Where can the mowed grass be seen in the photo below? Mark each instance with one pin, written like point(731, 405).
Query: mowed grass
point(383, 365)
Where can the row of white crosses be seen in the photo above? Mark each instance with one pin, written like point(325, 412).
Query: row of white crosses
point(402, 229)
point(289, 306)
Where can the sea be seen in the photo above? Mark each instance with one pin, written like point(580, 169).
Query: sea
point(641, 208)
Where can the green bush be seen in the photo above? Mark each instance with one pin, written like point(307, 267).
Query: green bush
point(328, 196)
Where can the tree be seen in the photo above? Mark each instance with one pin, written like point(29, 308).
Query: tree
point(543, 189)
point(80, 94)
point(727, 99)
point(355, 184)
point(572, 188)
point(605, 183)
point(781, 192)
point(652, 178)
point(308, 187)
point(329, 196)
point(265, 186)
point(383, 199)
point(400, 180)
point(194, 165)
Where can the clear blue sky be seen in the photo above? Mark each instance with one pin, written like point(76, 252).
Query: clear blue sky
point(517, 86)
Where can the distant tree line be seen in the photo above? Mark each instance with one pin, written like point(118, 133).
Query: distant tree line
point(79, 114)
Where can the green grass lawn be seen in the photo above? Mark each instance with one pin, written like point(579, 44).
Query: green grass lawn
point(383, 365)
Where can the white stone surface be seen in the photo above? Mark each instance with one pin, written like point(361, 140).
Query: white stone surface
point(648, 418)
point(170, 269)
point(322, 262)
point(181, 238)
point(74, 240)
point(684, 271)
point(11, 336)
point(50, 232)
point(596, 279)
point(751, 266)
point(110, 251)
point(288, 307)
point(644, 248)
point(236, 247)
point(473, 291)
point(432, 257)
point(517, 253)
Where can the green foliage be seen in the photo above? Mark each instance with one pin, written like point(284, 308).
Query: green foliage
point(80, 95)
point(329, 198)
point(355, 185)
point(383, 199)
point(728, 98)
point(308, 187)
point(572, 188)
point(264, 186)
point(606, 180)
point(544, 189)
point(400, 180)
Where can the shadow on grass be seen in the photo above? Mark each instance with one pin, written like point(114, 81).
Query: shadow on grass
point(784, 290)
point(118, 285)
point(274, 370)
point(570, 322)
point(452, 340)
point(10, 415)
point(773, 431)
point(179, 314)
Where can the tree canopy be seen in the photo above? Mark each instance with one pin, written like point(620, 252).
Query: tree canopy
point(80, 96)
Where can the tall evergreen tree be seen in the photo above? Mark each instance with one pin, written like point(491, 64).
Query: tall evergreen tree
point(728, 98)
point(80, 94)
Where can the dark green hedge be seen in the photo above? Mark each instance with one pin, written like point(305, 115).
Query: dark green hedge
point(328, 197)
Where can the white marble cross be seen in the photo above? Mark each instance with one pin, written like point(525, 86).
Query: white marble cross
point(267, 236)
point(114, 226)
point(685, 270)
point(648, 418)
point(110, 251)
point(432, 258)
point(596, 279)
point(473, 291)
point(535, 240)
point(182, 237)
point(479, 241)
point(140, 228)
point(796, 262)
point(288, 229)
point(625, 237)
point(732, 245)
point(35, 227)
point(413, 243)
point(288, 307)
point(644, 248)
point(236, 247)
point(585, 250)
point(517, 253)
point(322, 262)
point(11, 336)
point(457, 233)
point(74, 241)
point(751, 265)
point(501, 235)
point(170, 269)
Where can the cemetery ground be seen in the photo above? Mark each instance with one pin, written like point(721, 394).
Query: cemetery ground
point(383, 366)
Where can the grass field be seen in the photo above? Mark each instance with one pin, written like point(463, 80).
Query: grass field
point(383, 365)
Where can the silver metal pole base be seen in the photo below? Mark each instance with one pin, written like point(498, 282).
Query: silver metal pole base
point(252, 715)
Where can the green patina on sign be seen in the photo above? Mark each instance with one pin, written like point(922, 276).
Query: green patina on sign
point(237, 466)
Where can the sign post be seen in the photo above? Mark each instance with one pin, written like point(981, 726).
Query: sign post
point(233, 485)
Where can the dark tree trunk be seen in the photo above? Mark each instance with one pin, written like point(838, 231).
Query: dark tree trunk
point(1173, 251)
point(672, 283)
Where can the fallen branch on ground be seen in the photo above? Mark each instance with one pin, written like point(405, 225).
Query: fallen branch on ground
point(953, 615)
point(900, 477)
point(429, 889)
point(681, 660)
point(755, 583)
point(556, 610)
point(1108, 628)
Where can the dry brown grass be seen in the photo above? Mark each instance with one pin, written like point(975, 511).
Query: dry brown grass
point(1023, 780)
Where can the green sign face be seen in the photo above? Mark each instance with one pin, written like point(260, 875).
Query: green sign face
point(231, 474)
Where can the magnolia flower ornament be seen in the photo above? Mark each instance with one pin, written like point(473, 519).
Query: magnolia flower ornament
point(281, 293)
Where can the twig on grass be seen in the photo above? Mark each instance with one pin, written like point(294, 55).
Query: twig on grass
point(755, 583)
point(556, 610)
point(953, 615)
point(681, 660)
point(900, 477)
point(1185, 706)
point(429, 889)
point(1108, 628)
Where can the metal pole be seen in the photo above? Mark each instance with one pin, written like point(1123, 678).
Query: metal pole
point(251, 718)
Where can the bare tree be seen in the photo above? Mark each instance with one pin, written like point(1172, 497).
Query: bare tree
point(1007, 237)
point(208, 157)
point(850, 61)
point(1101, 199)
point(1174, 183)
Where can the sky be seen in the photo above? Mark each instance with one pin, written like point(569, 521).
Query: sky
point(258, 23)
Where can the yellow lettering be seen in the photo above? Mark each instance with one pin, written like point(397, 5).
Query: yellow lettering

● ● ●

Your instructions: Give again, exactly and with nothing added, the lines running from the one that contains "Where can the dry" to the last line of the material.

Answer section:
Where can the dry brown grass be seen in the photo above? Mark each instance with one pin, written like point(975, 511).
Query: dry brown grass
point(1023, 780)
Where can the green sign face be seen in the photo above? Mark each instance with one pin, written like point(260, 875).
Query: green sign face
point(231, 474)
Where can the magnolia flower ornament be seen in the photo above? Mark each instance with one pin, written like point(473, 519).
Query: magnolia flower ornament
point(281, 293)
Where can the twig on grass be seen in the photo above? Mark each instance with one pin, written like point(294, 55).
Query: twig on grass
point(755, 583)
point(556, 610)
point(953, 615)
point(681, 660)
point(900, 477)
point(1185, 706)
point(429, 889)
point(1108, 628)
Where can the metal pole be seen in the photo above? Mark each instance with one pin, written like point(1123, 678).
Query: metal pole
point(251, 718)
Where can the bare tree be seen in the photo above? Mark each instance with one pin, written like point(1172, 497).
Query: bare tree
point(1007, 237)
point(208, 157)
point(850, 61)
point(1101, 199)
point(1174, 183)
Where can the sky be seen in the photo above? Mark each instance with one pin, written like point(569, 521).
Query: sky
point(258, 23)
Where can the yellow lettering be seen in the photo above? Mark each instance with one pin, written like point(397, 5).
Query: yellow lettering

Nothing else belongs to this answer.